* **Task brief**
Copy out all the lines exactly. Omit pictures.

___ Source records ___

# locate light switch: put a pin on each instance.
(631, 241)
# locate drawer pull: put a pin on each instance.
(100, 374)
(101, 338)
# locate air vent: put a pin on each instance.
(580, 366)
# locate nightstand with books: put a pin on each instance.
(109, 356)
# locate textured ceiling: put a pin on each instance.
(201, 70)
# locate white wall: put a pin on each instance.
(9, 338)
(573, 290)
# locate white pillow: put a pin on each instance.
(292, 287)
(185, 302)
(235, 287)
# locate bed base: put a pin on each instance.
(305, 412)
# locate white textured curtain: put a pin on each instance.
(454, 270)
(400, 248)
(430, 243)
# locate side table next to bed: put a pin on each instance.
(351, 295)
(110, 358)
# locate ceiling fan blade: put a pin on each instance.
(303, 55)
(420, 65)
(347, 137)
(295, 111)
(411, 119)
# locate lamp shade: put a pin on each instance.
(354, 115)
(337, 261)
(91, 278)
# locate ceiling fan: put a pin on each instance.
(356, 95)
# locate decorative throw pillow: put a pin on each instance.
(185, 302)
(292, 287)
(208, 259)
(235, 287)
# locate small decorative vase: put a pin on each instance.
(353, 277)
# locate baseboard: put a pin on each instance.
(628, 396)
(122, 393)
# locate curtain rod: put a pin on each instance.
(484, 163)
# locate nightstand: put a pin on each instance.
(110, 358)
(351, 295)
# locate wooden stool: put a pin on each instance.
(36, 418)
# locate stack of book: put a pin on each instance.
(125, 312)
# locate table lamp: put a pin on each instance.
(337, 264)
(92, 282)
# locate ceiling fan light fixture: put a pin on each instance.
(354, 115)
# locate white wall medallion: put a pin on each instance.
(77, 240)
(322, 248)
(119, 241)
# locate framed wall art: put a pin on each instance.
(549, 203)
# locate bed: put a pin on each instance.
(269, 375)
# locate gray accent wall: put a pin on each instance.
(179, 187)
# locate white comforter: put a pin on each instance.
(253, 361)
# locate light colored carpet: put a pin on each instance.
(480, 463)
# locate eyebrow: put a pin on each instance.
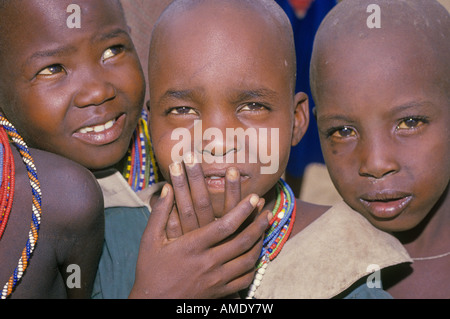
(63, 50)
(411, 105)
(258, 93)
(110, 35)
(67, 49)
(395, 110)
(179, 94)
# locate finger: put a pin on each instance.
(186, 213)
(199, 192)
(217, 231)
(245, 240)
(156, 225)
(173, 228)
(232, 189)
(241, 270)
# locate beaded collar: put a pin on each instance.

___

* **Exercise output**
# locate light switch: put a pin on each instance.
(631, 241)
# locate drawer pull: put a pin on each instance.
(100, 374)
(101, 338)
# locate air vent: put a pin on each instance.
(580, 366)
# locate nightstand with books: put a pin on each instance.
(109, 356)
# locate textured ceiling: put a pin on each instance.
(201, 70)
# locate white wall: put a pin on each instance.
(9, 338)
(573, 290)
# locate white pillow: put a pin on each instance.
(292, 287)
(185, 302)
(235, 287)
# locate bed base: put a pin on each instance.
(305, 412)
# locate white textured curtain: put a pin on each instance.
(454, 270)
(400, 248)
(430, 243)
# locate side table next to bed: put a pin on each instance.
(351, 295)
(110, 358)
# locate ceiling fan blade: put a pin on each instance.
(303, 55)
(420, 65)
(347, 137)
(295, 111)
(411, 119)
# locate lamp shade: put a pin on each instance.
(354, 115)
(337, 261)
(91, 278)
# locate ceiling fan: put a pin on each instance.
(356, 95)
# locate decorative throw pillow: put a pin on each instance.
(185, 302)
(292, 287)
(208, 259)
(235, 287)
# locate small decorative vase: put a pin on each instance.
(353, 277)
# locate baseboard: put a pin on each instance.
(628, 396)
(122, 393)
# locate curtain rod: put a pin on each instance.
(484, 163)
# locate nightstand: put a pin on each instance.
(110, 358)
(351, 295)
# locate wooden stool: put a pin on each instance.
(36, 418)
# locate stack of book: put a pin on each instance.
(125, 312)
# locate table lamp: put a pin on each instance.
(337, 264)
(92, 282)
# locate ceiling fan light fixture: put a pin on each instance.
(354, 115)
# locate white wall medallion: put a pin on each instance.
(77, 240)
(322, 248)
(119, 241)
# locate framed wall art: put a pin on each instance.
(549, 203)
# locate bed: put a pin on each instance.
(269, 375)
# locate gray accent wall: put a pin on each instance.
(179, 187)
# locate white comforter: put a pin on each instance.
(253, 361)
# locate light colored carpet: put a pin on each instance.
(480, 463)
# locate eyebrow: put a pin on each instance.
(63, 50)
(411, 105)
(258, 93)
(110, 35)
(67, 49)
(395, 110)
(179, 94)
# locate finger: put a pin on each instance.
(186, 213)
(199, 192)
(217, 231)
(245, 240)
(156, 225)
(173, 228)
(232, 189)
(241, 270)
# locate beaded collar: put a pin on each instance.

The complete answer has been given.